**Aufgabe:** Skalieren Sie im folgenden Material den Abschnitt, der mit der Zeile mit „the man's hand.“ beginnt und mit dem Ende des Materials endet. Geben Sie alle diese Zeilen vollständig wieder, wobei jede Koordinate mit 1,65 multipliziert und auf eine ganze Zahl gerundet wird (ab ,5 aufrunden).

Datensätze zur Positionsmarkierung
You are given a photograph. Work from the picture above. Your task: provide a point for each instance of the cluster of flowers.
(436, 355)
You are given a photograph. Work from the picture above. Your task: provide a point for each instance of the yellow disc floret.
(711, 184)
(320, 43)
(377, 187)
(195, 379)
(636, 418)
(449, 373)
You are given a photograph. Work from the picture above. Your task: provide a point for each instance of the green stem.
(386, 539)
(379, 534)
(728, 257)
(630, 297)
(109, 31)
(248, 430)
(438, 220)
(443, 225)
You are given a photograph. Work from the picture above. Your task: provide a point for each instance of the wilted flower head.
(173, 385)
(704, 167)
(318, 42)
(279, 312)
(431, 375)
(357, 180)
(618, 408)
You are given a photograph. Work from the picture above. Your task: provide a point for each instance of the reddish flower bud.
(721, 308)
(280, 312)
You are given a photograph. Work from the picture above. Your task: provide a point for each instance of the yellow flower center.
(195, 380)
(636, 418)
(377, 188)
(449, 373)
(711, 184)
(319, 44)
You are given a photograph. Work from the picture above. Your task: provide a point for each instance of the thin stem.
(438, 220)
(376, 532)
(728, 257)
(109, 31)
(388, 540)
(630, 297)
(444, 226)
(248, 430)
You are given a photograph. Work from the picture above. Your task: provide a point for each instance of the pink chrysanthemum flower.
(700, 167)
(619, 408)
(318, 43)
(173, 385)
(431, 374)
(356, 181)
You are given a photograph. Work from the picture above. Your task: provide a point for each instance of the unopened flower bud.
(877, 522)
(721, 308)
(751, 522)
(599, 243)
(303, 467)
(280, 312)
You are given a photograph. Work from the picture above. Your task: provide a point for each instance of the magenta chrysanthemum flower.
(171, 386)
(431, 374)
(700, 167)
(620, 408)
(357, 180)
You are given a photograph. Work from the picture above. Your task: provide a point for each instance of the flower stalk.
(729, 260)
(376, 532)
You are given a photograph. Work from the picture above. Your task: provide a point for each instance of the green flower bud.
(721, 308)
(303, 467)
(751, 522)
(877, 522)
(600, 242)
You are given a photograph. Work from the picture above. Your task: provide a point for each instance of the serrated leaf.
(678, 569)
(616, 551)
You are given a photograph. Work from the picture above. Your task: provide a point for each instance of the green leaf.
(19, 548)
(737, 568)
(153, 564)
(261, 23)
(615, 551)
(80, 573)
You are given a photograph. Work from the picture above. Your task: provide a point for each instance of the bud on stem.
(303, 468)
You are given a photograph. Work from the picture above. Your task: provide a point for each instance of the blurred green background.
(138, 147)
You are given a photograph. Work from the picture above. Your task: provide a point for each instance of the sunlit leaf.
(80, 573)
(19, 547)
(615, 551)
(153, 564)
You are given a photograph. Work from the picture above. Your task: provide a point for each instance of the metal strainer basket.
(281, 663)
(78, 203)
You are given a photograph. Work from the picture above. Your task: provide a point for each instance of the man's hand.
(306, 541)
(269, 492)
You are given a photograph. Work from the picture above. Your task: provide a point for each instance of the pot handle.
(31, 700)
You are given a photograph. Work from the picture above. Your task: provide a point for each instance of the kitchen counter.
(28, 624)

**Lösung:**
You are given a photograph. Work from the picture above. Your task: provide a point for each instance of the man's hand.
(505, 893)
(444, 812)
You are given a photograph. Work from the picture above. Your task: provide a point for each instance of the pot handle.
(51, 1155)
You are given a photograph. Work from the picture above. Your task: provide a point for each instance of the kitchen counter.
(46, 1030)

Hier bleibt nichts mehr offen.